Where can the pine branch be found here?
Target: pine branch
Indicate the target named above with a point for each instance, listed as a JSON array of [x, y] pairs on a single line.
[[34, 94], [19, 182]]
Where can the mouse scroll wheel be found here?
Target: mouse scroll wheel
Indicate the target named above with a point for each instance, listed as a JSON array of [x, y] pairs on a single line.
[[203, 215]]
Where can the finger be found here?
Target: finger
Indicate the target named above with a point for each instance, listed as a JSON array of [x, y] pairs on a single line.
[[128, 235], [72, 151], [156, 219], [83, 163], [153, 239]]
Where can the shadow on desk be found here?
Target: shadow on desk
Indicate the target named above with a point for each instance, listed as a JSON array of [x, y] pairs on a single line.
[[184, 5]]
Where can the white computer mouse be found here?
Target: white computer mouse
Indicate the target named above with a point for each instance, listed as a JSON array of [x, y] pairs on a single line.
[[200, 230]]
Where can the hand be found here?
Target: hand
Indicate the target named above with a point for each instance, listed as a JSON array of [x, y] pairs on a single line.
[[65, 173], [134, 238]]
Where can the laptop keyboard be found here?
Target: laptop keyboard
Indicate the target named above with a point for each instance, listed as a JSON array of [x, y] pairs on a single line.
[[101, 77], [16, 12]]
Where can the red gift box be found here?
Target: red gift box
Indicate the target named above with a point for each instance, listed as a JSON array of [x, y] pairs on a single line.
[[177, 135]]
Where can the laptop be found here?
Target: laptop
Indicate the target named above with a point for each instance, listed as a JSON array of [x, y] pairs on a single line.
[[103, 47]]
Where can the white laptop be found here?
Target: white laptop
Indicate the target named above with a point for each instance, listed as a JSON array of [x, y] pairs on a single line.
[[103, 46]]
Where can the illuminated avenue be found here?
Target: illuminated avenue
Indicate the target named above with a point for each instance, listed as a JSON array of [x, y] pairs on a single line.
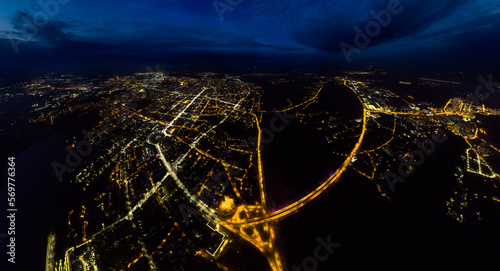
[[177, 175]]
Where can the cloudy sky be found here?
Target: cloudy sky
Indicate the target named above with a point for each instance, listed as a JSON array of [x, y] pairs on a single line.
[[46, 33]]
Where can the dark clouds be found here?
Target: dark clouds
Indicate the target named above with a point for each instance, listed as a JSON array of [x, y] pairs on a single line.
[[145, 30]]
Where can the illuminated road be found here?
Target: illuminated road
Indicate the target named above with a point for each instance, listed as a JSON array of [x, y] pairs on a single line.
[[295, 207]]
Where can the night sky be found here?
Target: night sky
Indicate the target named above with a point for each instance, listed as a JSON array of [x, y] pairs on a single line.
[[117, 33]]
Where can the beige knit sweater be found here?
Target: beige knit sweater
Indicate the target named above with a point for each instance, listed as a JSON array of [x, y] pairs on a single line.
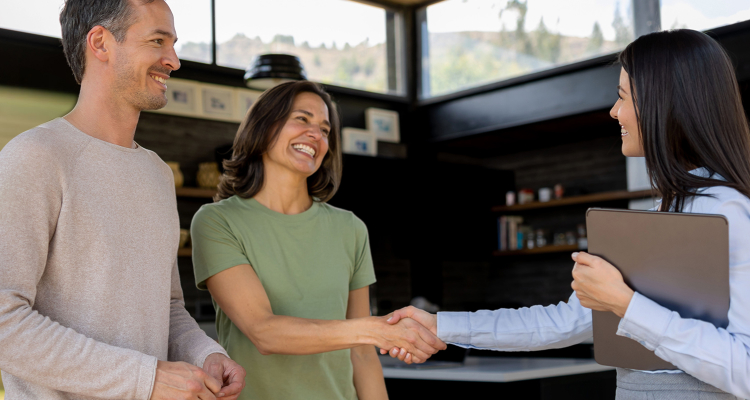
§
**TASK REQUIREMENTS**. Copy out all of the lines above word for word, leaving out the pictures.

**RESULT BELOW**.
Where can the pine branch be found here?
Target: pine branch
Indicate the target named above with a point for each instance, listed as a JSON array of [x, y] pairs on a single line.
[[34, 94], [19, 182]]
Where can the mouse scroll wheel be found here?
Target: mouse scroll wheel
Indicate the target named above with a point for each instance, listed as a JSON array of [x, y] pairs on a single line.
[[203, 215]]
Where can the finger be found here?
Target: finger
Indicate the target named above with a point for each instance, listed as a JSON array of [x, y] pairs on a single line.
[[128, 235], [72, 151], [156, 219], [83, 163], [153, 239]]
Where can the shadow on desk be found here?
Target: shadow on desk
Indicate the target named above with a point for each instance, listed as a JSON array of [x, y] pairs on a single line.
[[184, 5]]
Where can the white computer mouse be found here?
Target: white computer mouse
Indicate the target named above with a point for each instance, listed as a JSON array of [x, y] pairs on a single line.
[[200, 230]]
Where can the hand be found here?
Target: hand
Indicate the target named above with a point for each instance, listed as a JSON array of [x, y] pairs on a single line.
[[65, 173], [134, 238]]
Where can the laptop keyboard be found here?
Target: laptop keyboard
Indicate the target named above with a point for each instance, listed as a JSON array of [x, y] pairs on a single line.
[[101, 77], [16, 12]]
Where can the red gift box be found here?
Target: red gift box
Indicate the target named above with a point for each instance, listed as a JSON array of [x, y] pairs on a single line.
[[177, 135]]
Where can the laptop be found here?
Target: laptop
Indicate the target named above with a point for each instance, listed as a JSON array of [x, y] pairs on a single line.
[[103, 47]]
Where can the white laptop be found here?
Target: white laptop
Indicate the target named above with a point for each instance, listed as a JSON array of [x, y] pairs on a single line.
[[103, 46]]
Where can the illuminated avenue be found here?
Target: illuminated avenue
Indicate the target named above with a point for each instance, listed as a JSON array of [x, y] pairs on a single line.
[[177, 175]]
Where can the cloudy sky be found here?
Target: cloudy sky
Indicate the target named above with a point for each instance, listed as a JSON array of [x, y] pairs on a single line.
[[46, 33]]
Where can the dark clouds be found here?
Target: dark clouds
Indicate the target named above with a point for each instance, listed as a JSON array of [x, y] pairs on a single line.
[[145, 30]]
Where can the illuminated road be found here?
Target: illuminated road
Indicate the target named above with a point for each instance, listed as a JSON array of [x, y] pairs on a single line.
[[295, 207]]
Where can the night sky be found here?
Target: night sky
Indicate the target named above with a point for each instance, listed as a JSON array of [x, y] pairs on a single line.
[[117, 33]]
Where can the beige knit sweater be found here?
Target: beige knit sweater
Indicate the target named above with a point for each instance, listed as a JSON array of [x, y] pairs on a single line.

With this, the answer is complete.